- _Work instructions_:
Gather every line in the stored items below that contains the string "woman", and copy each such line in full. Match case exactly.

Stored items
- - -

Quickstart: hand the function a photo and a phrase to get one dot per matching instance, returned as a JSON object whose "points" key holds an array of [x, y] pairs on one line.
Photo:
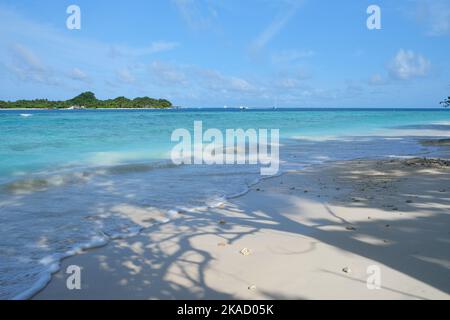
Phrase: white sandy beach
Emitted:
{"points": [[310, 235]]}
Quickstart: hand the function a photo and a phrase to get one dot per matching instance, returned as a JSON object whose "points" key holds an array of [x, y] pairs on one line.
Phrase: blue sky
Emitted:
{"points": [[211, 53]]}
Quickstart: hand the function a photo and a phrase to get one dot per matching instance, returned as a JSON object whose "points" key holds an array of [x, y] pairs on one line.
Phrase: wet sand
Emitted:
{"points": [[312, 234]]}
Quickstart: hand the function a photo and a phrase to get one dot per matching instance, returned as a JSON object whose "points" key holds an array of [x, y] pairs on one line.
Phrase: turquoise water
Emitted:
{"points": [[73, 179], [63, 138]]}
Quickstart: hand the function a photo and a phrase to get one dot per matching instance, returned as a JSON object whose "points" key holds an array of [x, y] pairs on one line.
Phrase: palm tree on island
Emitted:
{"points": [[446, 103]]}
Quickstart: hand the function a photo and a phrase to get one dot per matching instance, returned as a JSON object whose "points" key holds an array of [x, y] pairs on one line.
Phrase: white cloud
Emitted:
{"points": [[167, 74], [79, 75], [27, 66], [407, 65], [291, 56], [124, 75], [377, 80]]}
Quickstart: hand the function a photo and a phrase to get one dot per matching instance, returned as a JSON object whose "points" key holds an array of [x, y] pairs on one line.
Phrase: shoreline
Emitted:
{"points": [[282, 221], [65, 109]]}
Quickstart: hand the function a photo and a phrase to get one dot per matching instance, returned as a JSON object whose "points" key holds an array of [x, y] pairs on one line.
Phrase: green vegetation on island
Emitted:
{"points": [[89, 101]]}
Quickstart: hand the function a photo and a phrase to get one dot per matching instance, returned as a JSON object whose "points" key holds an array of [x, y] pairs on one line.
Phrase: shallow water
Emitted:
{"points": [[74, 179]]}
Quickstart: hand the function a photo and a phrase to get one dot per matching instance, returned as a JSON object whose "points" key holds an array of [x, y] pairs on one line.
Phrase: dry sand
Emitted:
{"points": [[304, 235]]}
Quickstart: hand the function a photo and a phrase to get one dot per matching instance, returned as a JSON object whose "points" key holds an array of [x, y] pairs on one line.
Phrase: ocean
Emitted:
{"points": [[75, 179]]}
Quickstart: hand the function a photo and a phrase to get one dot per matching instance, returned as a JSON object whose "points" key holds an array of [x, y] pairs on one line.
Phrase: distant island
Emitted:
{"points": [[87, 100]]}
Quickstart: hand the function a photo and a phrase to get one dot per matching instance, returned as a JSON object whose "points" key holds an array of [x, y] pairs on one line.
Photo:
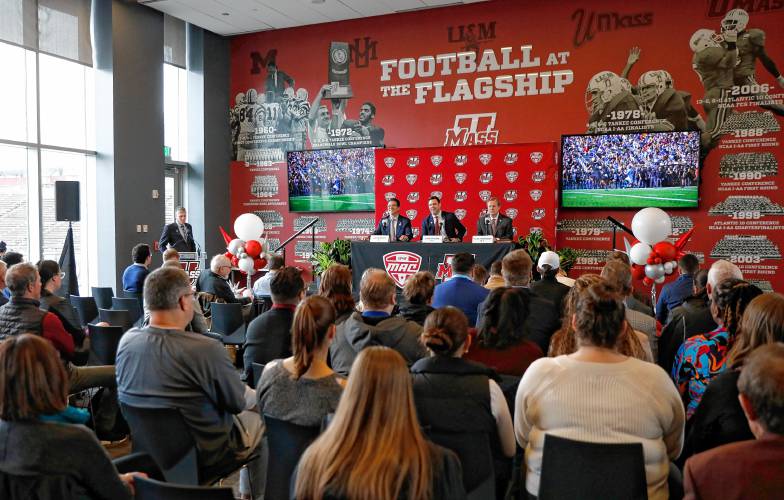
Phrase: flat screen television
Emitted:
{"points": [[332, 180], [647, 169]]}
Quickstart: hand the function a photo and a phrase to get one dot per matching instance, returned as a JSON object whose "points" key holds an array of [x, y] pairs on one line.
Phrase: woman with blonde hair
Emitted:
{"points": [[374, 448]]}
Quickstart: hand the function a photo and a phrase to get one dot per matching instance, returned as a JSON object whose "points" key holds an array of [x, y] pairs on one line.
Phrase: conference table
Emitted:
{"points": [[401, 260]]}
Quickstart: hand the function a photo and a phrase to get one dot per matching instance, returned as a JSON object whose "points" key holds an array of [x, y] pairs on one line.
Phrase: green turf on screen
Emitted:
{"points": [[674, 197], [363, 202]]}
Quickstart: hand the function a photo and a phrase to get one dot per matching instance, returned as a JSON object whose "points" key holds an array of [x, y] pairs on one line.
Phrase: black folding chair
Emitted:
{"points": [[580, 470], [287, 442], [104, 341], [103, 296], [86, 309]]}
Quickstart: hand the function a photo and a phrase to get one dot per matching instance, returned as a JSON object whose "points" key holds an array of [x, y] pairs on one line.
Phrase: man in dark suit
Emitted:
{"points": [[441, 223], [495, 223], [461, 291], [395, 223], [748, 469], [178, 234], [543, 319]]}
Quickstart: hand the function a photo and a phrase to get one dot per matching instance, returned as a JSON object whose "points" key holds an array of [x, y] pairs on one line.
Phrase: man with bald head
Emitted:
{"points": [[375, 325]]}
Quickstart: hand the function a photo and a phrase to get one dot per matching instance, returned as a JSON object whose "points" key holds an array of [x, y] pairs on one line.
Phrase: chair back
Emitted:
{"points": [[103, 296], [150, 489], [104, 341], [116, 317], [131, 305], [86, 309], [163, 434], [287, 442], [579, 470]]}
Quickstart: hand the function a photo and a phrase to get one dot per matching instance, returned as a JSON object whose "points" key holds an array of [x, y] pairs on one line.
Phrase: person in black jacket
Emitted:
{"points": [[269, 335]]}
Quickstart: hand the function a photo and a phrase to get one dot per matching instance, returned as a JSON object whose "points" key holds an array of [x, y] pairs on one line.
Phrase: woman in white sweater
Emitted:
{"points": [[598, 395]]}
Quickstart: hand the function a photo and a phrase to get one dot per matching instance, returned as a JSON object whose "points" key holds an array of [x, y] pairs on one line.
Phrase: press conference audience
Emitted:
{"points": [[719, 418], [597, 394], [374, 447], [375, 325], [460, 290], [133, 276], [749, 469], [269, 335], [418, 292], [702, 357], [502, 338], [40, 458], [336, 286], [303, 389]]}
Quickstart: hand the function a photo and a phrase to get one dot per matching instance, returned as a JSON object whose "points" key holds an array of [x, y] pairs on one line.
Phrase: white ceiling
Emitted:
{"points": [[231, 17]]}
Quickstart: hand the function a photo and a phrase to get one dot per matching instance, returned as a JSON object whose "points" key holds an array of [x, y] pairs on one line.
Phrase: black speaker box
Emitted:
{"points": [[66, 200]]}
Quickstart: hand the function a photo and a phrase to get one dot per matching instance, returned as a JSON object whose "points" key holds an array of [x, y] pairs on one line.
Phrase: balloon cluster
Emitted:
{"points": [[245, 251], [652, 256]]}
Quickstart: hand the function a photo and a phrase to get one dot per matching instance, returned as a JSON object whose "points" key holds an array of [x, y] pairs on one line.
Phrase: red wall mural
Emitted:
{"points": [[509, 72]]}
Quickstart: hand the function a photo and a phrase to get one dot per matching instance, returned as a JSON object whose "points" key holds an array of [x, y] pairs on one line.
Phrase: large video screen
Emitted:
{"points": [[630, 170], [332, 180]]}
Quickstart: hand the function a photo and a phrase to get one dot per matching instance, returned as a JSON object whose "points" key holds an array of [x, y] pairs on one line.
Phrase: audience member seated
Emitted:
{"points": [[629, 343], [460, 290], [691, 316], [748, 469], [719, 418], [453, 395], [495, 280], [269, 335], [502, 339], [374, 447], [619, 276], [133, 276], [543, 319], [336, 286], [34, 388], [673, 294], [418, 292], [375, 325], [163, 366], [22, 314], [702, 357], [303, 389], [599, 395], [261, 288], [549, 287]]}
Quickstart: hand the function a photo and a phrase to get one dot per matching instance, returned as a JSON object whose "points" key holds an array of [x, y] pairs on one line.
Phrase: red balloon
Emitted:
{"points": [[665, 250], [253, 249]]}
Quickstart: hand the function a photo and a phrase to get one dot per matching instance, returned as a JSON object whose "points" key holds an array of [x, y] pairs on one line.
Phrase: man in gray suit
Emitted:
{"points": [[495, 223]]}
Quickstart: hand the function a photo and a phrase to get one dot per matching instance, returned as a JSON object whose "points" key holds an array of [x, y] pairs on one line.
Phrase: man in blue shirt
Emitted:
{"points": [[133, 276], [461, 291], [673, 294]]}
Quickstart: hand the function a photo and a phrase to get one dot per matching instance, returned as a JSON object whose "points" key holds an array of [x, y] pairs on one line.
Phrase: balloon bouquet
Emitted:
{"points": [[652, 256], [246, 251]]}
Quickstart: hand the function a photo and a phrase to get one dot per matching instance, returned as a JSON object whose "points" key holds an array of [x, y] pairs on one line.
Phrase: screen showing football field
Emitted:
{"points": [[334, 180], [630, 170]]}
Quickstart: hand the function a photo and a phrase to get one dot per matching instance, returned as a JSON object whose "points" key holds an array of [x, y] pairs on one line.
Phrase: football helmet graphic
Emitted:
{"points": [[703, 39], [735, 20]]}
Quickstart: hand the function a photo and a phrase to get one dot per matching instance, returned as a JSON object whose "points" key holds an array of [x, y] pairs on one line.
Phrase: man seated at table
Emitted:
{"points": [[441, 223], [395, 224], [495, 223]]}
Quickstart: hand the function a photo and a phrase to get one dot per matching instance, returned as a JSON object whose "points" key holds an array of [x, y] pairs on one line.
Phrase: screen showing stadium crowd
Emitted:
{"points": [[646, 160], [331, 172]]}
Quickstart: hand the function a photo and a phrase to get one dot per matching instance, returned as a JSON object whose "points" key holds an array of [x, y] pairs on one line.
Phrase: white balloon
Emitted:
{"points": [[234, 246], [246, 264], [639, 253], [248, 226], [651, 225]]}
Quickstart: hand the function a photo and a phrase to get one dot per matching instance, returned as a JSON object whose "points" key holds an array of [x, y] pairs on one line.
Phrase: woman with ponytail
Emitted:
{"points": [[303, 389], [596, 394]]}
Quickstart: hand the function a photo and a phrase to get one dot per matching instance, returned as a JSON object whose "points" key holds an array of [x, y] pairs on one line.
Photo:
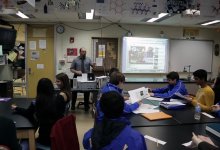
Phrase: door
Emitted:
{"points": [[40, 56]]}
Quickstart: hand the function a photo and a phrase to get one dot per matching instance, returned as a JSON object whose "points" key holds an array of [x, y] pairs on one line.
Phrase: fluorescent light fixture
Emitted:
{"points": [[211, 22], [161, 15], [20, 14], [90, 15]]}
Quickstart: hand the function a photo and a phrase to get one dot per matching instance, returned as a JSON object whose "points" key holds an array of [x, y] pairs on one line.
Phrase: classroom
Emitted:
{"points": [[144, 39]]}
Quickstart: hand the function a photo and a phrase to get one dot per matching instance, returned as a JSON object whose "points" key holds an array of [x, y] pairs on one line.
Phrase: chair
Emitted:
{"points": [[64, 134]]}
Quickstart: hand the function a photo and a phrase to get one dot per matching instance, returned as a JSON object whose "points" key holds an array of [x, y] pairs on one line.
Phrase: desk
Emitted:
{"points": [[25, 129], [174, 131], [175, 136], [180, 117]]}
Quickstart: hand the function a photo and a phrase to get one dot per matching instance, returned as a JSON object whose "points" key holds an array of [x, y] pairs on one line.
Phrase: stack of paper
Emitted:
{"points": [[156, 116], [138, 94], [181, 96], [172, 105], [154, 98]]}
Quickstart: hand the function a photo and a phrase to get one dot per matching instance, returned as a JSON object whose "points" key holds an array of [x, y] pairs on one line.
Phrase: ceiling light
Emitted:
{"points": [[90, 15], [161, 15], [211, 22], [20, 14]]}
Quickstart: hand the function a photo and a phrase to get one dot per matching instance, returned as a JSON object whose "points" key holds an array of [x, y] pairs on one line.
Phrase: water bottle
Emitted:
{"points": [[197, 114]]}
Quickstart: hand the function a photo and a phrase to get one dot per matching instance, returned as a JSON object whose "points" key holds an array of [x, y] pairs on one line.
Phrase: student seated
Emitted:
{"points": [[216, 109], [174, 86], [203, 143], [115, 84], [205, 95], [114, 132], [8, 138], [44, 111]]}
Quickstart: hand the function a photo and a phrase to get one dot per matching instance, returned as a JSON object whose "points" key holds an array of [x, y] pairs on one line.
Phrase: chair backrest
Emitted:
{"points": [[64, 134]]}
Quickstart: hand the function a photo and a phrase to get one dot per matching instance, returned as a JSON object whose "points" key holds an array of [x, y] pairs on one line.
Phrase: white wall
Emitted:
{"points": [[83, 39]]}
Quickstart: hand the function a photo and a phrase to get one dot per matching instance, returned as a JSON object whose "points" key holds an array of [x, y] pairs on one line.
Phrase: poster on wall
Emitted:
{"points": [[35, 55], [71, 54], [101, 51], [42, 44], [32, 45]]}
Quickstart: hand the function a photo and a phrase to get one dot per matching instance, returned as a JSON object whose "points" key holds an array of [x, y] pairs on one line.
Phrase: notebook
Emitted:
{"points": [[214, 128], [156, 116]]}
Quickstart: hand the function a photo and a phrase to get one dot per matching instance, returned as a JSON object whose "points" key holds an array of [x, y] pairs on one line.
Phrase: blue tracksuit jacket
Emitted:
{"points": [[128, 137], [128, 108]]}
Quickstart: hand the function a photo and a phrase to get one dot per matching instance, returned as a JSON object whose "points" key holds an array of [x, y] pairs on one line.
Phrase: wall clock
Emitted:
{"points": [[60, 29]]}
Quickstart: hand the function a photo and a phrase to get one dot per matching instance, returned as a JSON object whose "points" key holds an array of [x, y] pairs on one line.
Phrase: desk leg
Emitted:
{"points": [[31, 134], [27, 134]]}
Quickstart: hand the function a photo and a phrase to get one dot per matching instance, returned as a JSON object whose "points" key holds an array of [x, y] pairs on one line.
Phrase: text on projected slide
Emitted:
{"points": [[144, 55]]}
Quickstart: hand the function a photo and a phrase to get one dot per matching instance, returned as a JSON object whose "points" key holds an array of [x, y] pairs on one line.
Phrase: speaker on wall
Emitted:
{"points": [[216, 49]]}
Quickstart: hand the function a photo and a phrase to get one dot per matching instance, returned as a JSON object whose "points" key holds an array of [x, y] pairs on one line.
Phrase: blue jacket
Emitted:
{"points": [[128, 108], [218, 112], [128, 137], [170, 90]]}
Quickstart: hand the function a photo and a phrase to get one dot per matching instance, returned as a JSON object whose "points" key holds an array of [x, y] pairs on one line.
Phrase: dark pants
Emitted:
{"points": [[86, 99]]}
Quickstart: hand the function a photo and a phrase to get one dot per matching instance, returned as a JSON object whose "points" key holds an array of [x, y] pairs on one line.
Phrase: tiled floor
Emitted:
{"points": [[84, 121]]}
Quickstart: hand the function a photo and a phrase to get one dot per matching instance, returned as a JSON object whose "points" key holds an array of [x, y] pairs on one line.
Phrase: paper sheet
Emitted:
{"points": [[154, 98], [5, 99], [181, 96], [155, 140], [138, 94], [187, 144], [32, 45], [146, 108]]}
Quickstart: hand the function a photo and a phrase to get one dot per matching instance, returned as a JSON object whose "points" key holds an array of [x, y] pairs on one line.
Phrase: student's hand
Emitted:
{"points": [[215, 108], [13, 106]]}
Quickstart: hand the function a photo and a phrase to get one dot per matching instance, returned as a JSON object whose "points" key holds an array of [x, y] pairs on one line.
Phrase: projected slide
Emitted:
{"points": [[144, 55]]}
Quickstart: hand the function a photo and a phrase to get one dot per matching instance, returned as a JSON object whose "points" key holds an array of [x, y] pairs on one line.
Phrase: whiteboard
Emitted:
{"points": [[198, 54]]}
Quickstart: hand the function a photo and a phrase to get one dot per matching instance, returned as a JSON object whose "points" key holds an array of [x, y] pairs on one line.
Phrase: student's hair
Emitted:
{"points": [[66, 88], [201, 74], [112, 104], [45, 97], [217, 82], [113, 70], [173, 75], [116, 77]]}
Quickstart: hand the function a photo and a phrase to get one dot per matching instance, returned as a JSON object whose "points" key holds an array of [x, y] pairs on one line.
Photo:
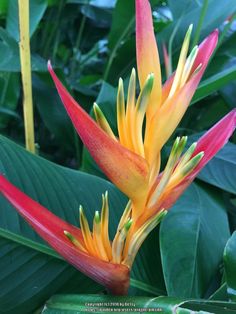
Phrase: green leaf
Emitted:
{"points": [[214, 83], [10, 91], [107, 304], [37, 9], [230, 266], [61, 190], [221, 170], [28, 274], [53, 113], [188, 12], [9, 55], [192, 240]]}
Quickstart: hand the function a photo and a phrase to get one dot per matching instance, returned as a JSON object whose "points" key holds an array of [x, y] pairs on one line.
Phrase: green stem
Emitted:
{"points": [[25, 59], [200, 22]]}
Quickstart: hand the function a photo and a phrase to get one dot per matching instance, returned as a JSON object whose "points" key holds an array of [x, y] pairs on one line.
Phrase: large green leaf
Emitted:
{"points": [[192, 240], [61, 190], [230, 266], [62, 304]]}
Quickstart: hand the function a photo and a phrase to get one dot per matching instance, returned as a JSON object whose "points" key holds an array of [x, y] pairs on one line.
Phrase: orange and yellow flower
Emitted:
{"points": [[132, 159]]}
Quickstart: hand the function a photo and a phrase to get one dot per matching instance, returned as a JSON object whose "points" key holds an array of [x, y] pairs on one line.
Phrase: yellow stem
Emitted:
{"points": [[26, 73]]}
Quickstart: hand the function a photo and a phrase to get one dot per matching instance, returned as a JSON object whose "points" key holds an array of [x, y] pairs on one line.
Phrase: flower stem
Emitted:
{"points": [[26, 74]]}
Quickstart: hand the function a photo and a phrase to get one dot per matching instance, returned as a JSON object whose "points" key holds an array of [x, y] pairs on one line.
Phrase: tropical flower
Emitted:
{"points": [[132, 159]]}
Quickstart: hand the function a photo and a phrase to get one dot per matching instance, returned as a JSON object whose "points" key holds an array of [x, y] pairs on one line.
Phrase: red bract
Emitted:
{"points": [[51, 228]]}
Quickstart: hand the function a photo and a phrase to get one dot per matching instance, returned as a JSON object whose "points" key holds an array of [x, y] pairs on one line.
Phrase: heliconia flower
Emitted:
{"points": [[71, 242], [166, 61], [132, 159]]}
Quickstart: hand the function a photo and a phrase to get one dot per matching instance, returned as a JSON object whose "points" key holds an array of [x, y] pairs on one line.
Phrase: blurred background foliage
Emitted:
{"points": [[91, 43]]}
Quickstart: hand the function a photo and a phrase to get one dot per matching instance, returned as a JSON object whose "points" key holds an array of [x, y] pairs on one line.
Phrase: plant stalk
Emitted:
{"points": [[25, 60]]}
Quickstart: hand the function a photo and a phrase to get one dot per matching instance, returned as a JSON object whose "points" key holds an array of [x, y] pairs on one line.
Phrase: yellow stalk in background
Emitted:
{"points": [[26, 74]]}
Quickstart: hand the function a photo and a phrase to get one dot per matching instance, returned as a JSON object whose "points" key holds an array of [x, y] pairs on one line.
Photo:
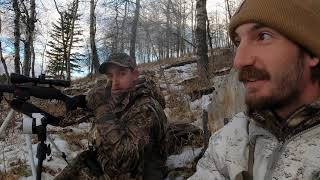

- - -

- _Exercise solution_:
Phrase: woman with blonde hair
Phrase: woman in white sweater
Phrase: woman with ponytail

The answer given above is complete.